▶ _Quoted passage_
= Beginning of Section =

For fintechs, an aggregator’s security approach matters for two key reasons. First, any data loss poses significant reputational threat. Second, data connectivity relies on the FI’s comfort with an aggregator’s security.
During the evaluation process, fintechs should determine:
- Does the platform provider follow industry best practices in network security design and implementation? For example, separate production, staging, development, corporate and specialty networks should exist, and access controls should be in place between each zone.
- Are other key controls in place: multi-factor authentication, token-based access credentials (like OAuth), resilient and redundant infrastructure, and data encryption?
- What other FI-critical systems has the platform providers maintained? These security experiences may inspire confidence in data users.
- Is the aggregator’s annual System and Organization Controls (SOC) report available for review?
- What data retention policies exist? Including, understanding what happens to customer data after account termination or deletion.
Data transmissions should employ end-to-end encryption, including encrypted data in motion. Tim Klemmer, Public Relations Chairman within the Corporate Communications working group at Financial Data Exchange, concurs. “If a platform is going to be viable, the data running through it must be encrypted at all times. And if an FI provides tokens representing customers, that platform should never hold those where data is stored,” he said.

= End of Section =

▶ _Extracted information_
= Beginning of Section =

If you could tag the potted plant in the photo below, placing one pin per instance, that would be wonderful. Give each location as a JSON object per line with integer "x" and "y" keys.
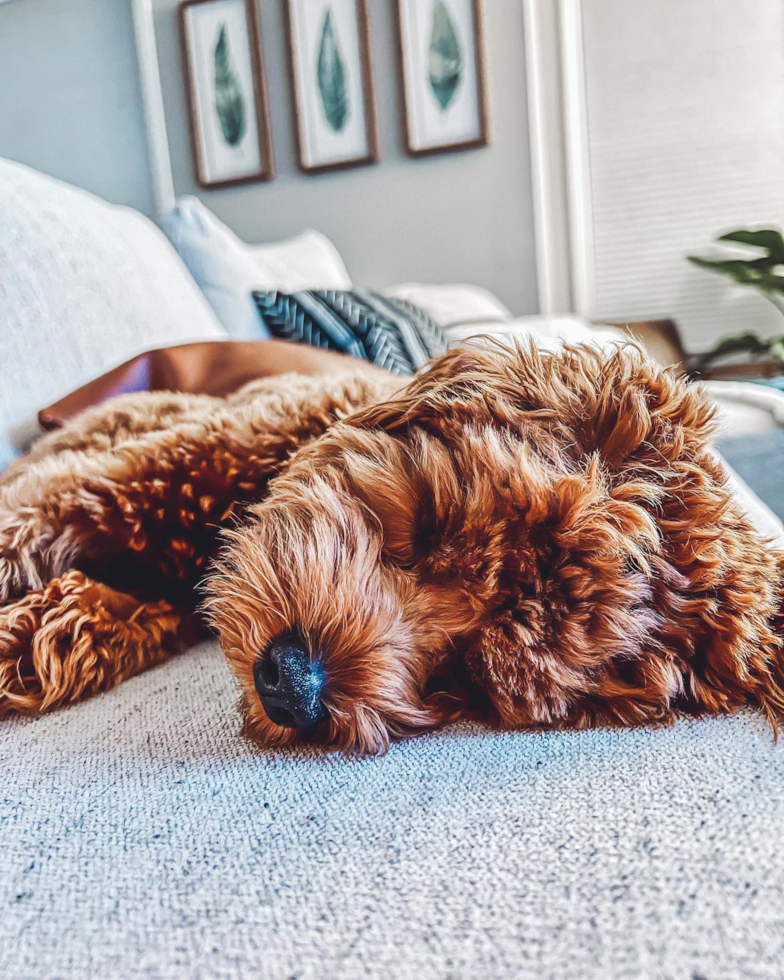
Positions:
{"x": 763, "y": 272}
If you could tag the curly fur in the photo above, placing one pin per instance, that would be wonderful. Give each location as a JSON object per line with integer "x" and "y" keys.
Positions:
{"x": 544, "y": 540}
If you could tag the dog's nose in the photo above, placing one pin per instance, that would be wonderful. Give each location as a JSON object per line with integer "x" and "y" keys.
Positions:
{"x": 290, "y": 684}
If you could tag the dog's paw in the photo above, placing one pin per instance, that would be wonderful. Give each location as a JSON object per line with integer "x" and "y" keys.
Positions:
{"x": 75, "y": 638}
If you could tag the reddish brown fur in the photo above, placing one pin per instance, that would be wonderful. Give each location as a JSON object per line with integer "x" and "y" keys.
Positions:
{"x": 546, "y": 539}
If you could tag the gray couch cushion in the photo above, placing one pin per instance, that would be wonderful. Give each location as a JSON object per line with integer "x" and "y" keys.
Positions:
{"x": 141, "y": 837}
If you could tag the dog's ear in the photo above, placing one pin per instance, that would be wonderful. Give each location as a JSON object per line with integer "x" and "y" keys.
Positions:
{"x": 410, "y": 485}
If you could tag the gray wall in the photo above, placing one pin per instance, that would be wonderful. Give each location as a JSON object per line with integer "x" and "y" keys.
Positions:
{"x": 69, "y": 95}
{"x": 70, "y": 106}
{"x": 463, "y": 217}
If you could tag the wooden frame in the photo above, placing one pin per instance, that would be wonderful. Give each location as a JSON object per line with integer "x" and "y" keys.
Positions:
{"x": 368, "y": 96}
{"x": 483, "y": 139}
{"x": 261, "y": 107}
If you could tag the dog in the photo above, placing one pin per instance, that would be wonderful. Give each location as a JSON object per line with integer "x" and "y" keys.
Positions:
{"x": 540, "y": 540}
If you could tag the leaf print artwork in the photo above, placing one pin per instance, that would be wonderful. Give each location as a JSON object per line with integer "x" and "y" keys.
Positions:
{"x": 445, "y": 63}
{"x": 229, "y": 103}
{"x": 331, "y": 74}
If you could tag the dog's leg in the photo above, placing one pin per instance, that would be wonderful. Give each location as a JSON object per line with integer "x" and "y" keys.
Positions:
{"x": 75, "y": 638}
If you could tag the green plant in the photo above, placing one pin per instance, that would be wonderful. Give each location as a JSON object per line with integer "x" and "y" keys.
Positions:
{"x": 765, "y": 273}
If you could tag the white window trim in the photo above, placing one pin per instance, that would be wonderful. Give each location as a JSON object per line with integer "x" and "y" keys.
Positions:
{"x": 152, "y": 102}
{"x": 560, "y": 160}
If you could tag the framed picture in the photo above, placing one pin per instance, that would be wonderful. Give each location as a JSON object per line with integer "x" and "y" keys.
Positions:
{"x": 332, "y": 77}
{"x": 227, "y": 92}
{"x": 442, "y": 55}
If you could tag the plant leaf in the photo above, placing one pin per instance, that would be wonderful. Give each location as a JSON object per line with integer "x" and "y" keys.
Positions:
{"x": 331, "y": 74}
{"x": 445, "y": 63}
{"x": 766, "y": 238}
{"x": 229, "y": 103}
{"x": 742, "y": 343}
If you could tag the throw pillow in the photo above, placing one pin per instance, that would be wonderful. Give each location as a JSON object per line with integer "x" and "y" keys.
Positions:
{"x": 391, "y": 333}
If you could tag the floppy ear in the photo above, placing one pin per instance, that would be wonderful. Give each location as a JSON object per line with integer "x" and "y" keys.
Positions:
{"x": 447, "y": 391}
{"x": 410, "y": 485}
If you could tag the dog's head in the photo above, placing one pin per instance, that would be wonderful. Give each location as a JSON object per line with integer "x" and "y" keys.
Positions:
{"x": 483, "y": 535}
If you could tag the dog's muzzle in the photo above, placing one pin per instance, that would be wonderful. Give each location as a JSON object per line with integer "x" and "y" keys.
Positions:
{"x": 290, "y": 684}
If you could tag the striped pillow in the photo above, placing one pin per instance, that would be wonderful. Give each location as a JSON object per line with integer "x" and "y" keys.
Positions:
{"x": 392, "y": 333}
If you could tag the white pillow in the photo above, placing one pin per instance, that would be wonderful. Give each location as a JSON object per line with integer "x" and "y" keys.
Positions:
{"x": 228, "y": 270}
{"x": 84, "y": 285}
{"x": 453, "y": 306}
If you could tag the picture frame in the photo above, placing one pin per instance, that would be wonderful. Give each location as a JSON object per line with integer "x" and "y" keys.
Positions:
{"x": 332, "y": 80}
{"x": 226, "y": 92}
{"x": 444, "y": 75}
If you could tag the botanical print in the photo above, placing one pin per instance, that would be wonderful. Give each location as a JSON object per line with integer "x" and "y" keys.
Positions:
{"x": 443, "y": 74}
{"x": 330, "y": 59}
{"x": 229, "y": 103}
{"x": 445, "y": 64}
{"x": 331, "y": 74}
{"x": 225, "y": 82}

= End of Section =
= Beginning of Section =

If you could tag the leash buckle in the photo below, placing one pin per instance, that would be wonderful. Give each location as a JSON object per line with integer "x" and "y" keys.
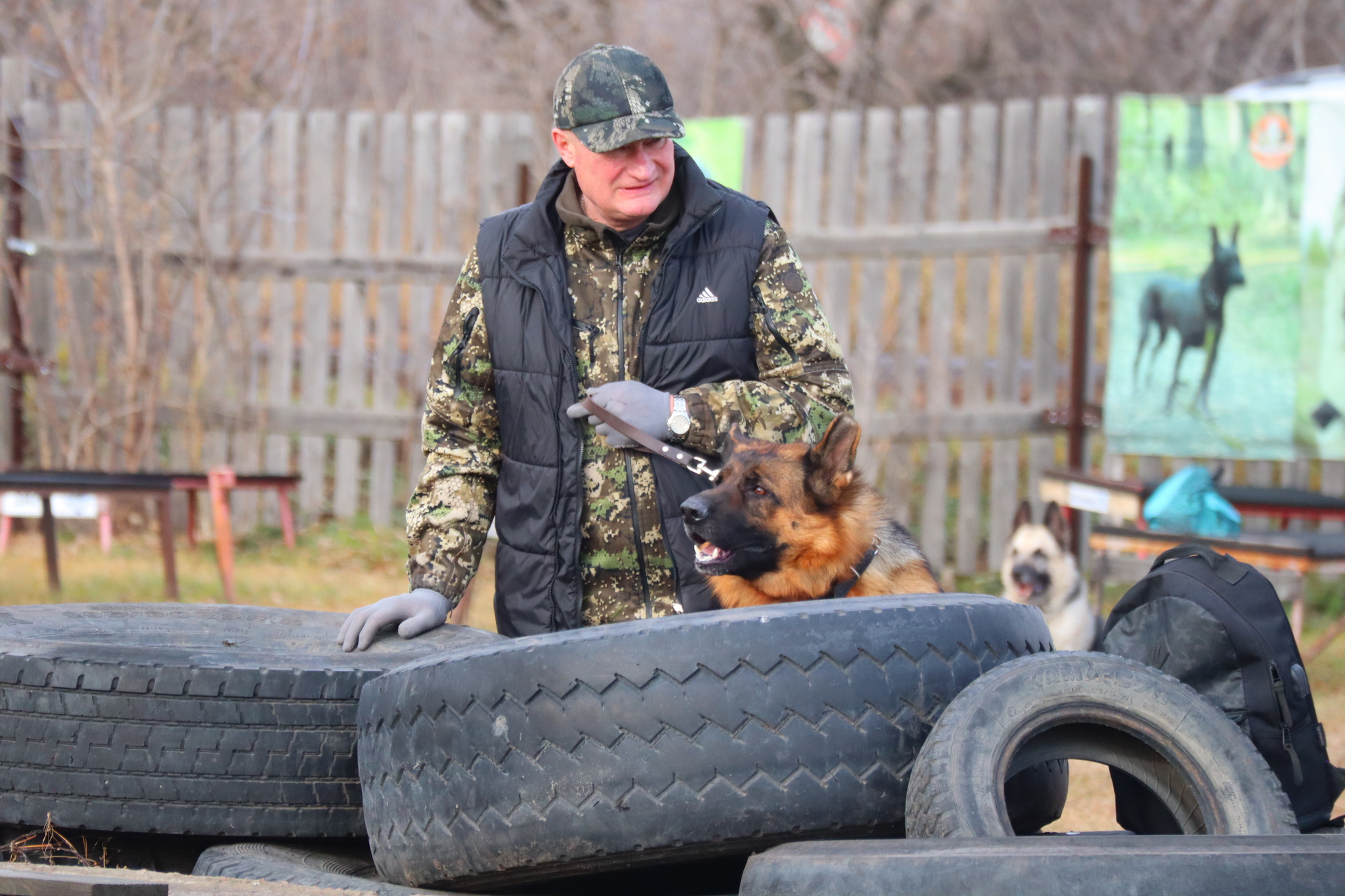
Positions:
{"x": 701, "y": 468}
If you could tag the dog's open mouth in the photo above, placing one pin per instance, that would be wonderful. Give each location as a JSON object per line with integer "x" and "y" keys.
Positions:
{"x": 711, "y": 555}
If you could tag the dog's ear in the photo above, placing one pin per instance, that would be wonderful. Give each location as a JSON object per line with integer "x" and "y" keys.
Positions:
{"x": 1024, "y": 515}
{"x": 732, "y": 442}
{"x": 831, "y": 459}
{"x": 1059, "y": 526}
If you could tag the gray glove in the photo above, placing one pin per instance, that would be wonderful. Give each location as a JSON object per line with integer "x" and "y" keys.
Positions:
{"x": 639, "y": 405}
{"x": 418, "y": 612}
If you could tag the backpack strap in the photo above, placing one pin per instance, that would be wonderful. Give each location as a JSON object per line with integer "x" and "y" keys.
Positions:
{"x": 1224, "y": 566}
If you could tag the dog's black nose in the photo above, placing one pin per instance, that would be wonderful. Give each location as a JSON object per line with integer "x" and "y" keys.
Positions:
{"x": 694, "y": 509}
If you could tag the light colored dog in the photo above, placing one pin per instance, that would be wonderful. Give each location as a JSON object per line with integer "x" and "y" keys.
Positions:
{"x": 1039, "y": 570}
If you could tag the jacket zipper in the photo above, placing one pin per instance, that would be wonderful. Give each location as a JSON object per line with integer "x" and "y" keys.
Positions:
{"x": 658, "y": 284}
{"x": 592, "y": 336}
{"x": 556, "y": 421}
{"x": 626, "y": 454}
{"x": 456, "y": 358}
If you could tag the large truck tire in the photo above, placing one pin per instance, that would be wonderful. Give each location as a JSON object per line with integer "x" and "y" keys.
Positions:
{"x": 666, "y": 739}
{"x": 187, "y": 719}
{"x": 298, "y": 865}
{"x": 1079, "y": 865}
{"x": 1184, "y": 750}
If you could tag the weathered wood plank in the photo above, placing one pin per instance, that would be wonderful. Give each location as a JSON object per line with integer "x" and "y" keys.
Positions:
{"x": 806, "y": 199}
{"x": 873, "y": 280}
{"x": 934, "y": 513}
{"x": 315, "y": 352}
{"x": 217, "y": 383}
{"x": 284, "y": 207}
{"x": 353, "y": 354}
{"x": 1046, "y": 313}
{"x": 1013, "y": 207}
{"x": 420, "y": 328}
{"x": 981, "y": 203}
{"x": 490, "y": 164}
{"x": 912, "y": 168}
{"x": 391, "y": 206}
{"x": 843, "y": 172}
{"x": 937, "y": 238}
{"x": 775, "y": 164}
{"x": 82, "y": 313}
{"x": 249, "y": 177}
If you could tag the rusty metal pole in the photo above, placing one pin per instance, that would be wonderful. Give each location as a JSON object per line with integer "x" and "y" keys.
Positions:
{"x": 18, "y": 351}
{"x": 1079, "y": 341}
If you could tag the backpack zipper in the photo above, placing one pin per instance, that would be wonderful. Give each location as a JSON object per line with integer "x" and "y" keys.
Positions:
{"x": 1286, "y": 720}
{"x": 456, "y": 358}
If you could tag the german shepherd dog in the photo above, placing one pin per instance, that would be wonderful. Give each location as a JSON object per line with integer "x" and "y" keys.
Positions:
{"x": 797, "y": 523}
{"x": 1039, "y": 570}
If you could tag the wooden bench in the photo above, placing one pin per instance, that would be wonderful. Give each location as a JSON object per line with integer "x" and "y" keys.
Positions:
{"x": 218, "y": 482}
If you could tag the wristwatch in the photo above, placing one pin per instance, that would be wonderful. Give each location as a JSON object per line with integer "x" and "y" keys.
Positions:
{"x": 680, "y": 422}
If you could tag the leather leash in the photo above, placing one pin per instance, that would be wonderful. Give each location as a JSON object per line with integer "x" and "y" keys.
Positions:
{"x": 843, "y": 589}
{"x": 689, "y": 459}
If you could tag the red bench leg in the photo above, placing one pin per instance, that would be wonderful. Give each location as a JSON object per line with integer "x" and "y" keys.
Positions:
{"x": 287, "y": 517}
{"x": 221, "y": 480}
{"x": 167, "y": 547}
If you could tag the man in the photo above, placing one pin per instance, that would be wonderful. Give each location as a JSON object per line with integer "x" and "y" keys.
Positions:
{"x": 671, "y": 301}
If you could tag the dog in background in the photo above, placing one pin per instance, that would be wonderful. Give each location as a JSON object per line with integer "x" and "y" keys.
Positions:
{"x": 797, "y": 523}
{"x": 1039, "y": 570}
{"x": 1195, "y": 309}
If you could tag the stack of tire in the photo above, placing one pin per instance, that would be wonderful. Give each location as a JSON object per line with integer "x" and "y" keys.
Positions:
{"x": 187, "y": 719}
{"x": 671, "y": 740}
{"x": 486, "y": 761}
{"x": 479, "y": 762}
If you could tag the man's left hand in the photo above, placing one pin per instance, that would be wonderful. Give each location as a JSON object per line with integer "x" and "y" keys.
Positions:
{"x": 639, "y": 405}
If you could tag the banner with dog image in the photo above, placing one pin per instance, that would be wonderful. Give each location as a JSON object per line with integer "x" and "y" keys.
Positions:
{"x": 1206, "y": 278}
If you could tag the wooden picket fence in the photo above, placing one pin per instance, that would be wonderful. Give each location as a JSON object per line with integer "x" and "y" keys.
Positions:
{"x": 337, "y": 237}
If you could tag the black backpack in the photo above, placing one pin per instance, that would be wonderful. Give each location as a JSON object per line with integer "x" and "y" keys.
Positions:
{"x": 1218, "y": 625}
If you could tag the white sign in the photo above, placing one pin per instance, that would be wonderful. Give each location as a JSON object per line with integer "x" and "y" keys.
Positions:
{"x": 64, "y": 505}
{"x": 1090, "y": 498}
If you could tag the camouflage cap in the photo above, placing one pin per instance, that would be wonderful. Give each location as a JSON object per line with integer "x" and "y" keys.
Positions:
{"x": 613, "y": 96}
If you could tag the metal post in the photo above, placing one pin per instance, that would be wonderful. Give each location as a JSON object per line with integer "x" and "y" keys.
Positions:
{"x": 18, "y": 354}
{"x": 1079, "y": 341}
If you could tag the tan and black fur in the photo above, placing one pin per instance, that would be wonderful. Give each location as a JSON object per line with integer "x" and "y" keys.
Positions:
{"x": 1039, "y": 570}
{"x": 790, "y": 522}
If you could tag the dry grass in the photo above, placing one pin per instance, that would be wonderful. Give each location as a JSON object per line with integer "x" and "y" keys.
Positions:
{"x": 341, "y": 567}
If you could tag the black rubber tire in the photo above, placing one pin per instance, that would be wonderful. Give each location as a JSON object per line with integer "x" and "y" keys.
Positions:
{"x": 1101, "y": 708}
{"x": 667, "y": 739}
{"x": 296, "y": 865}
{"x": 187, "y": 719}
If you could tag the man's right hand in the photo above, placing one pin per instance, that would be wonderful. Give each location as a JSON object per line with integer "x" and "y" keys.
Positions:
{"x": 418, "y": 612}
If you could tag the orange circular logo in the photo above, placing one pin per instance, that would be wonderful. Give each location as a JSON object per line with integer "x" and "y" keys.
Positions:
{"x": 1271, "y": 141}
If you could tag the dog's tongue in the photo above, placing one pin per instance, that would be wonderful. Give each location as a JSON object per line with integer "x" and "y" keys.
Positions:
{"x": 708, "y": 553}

= End of Section =

▶ _Your tasks_
(a) In the passage on aggregator security:
(i) What two reasons does it give for why an aggregator's security approach matters to fintechs?
(ii) Which report does it ask whether the aggregator makes available for review?
(iii) What position does Tim Klemmer hold?
(b) Could you carry on the passage on aggregator security from its last sentence?
The lines in the two blocks are separate material, unrelated to the passage on aggregator security.

▶ _Responses to the exercise_
(a)
(i) Any data loss poses a significant reputational threat, and data connectivity relies on the FI's comfort with an aggregator's security.
(ii) The aggregator's annual System and Organization Controls (SOC) report.
(iii) He is Public Relations Chairman within the Corporate Communications working group at Financial Data Exchange.

(b)
Privacy, Transparency, and Compliance
While 54% of U.S. banking consumers use apps to help them manage money, 80% are not aware that apps may store their bank account credentials. Only 21% are aware that access is open until a user revokes their credentials.
Although one might first look to the FIs and application providers as the primary repositories and custodians of customer data, integration platforms also cache data. Because few privacy-related restrictions govern data held by aggregators, some providers have anonymized it and sold it to third parties without clearly notifying consumers.
Lawmakers are pressing the Federal Trade Commission to investigate aggregators’ data sales, though, given reports that even “anonymized” data can be unmasked using metadata and restructuring techniques. Look for clear delineation of data use and notification practices in the platform provider’s terms of service. Certain platforms declare outright that they will never sell data to a third-party.
Consumer unease highlights the need to understand aggregators’ data practices. FINRA recommends fintechs ascertain:
- What rights are being granted with respect to access. For example: how often are accounts scraped and data retrieved?
- That access is only for the service the customer elects to use.
- What type of liability, if any, does the aggregator bear in the event of consumer loss due to a data breach or unauthorized access. Does the aggregator have the financial capacity or insurance coverage to compensate consumers for loss? Is there a dispute mechanism in place to resolve any issues related to data breaches?
- How do customers terminate data access and rights?
Some aggregators offer portals for consumers to monitor and control data use across the apps using a platform. Others provide customizable code letting their customers present all accessed data sources to their end users.